Data records:
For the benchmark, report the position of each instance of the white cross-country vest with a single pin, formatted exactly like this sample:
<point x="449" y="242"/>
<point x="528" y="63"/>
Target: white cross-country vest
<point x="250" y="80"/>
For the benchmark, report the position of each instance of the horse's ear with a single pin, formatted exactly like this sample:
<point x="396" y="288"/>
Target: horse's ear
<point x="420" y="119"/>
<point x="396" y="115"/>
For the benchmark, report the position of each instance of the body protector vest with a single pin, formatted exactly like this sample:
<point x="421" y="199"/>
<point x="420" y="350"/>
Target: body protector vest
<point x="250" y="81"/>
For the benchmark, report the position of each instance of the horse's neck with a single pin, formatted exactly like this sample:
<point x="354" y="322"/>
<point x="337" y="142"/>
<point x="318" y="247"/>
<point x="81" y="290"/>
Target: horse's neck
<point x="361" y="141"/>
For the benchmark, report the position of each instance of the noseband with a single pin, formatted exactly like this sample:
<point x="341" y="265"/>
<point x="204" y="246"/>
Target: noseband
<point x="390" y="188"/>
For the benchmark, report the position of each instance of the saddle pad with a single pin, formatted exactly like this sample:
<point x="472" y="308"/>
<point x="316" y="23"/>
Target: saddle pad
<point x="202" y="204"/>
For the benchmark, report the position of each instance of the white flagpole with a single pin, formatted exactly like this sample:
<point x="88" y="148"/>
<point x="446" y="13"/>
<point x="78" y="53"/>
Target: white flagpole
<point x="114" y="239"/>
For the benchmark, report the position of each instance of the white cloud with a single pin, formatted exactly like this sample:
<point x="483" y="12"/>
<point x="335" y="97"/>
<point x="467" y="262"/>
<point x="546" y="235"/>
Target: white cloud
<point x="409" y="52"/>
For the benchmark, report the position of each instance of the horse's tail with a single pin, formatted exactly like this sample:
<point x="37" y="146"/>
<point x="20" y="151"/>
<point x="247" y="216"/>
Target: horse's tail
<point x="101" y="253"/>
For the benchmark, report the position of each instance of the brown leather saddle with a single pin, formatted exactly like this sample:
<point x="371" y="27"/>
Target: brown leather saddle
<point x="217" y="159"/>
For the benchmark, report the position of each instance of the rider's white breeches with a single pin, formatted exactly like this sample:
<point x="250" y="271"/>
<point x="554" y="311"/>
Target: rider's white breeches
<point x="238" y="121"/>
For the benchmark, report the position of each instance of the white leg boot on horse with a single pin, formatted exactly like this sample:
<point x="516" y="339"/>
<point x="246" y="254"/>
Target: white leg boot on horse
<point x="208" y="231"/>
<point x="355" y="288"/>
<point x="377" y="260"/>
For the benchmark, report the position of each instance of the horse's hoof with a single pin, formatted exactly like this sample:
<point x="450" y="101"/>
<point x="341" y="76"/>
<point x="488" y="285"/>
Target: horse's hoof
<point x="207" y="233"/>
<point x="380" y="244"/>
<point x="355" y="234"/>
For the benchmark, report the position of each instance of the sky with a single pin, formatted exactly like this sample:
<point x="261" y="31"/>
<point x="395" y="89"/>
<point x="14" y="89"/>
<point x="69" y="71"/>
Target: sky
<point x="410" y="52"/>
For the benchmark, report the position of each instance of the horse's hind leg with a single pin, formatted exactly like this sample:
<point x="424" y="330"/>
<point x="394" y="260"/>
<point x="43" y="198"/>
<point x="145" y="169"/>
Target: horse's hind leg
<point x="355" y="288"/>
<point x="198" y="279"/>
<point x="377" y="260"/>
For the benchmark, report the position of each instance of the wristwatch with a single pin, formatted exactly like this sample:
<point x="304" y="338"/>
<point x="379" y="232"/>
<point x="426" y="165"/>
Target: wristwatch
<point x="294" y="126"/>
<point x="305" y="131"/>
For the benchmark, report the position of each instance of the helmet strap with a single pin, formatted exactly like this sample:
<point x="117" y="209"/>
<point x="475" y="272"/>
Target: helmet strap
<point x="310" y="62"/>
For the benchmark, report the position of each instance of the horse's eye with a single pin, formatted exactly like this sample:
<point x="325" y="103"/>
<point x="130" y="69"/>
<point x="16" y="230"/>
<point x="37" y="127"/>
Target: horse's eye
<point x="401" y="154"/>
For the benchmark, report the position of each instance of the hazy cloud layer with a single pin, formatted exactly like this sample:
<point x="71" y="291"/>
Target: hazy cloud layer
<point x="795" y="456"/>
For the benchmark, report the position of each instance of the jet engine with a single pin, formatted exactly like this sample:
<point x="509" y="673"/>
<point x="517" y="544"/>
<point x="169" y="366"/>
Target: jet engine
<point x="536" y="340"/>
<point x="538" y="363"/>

PROBLEM STATEMENT: Echo the lines from the one containing "of the helmet" through the end of the records, inclusive.

EXERCISE OUTPUT:
For the benchmark, report the position of each instance of the helmet strap with a single pin, formatted exactly like this sample:
<point x="117" y="209"/>
<point x="475" y="272"/>
Target: helmet strap
<point x="310" y="62"/>
For the benchmark, report the position of each instance of the horse's eye with a single pin, formatted exactly like this sample:
<point x="325" y="103"/>
<point x="130" y="69"/>
<point x="16" y="230"/>
<point x="37" y="127"/>
Target: horse's eye
<point x="401" y="154"/>
For the benchmark, report the position of each instance of the hazy cloud layer with a single pin, formatted exactly like this sample:
<point x="71" y="291"/>
Target: hazy cloud layer
<point x="795" y="456"/>
For the benchmark, report the position of each instance of the jet engine with a single pin, formatted exactly like this sample:
<point x="509" y="673"/>
<point x="517" y="544"/>
<point x="169" y="366"/>
Target: jet engine
<point x="536" y="340"/>
<point x="538" y="363"/>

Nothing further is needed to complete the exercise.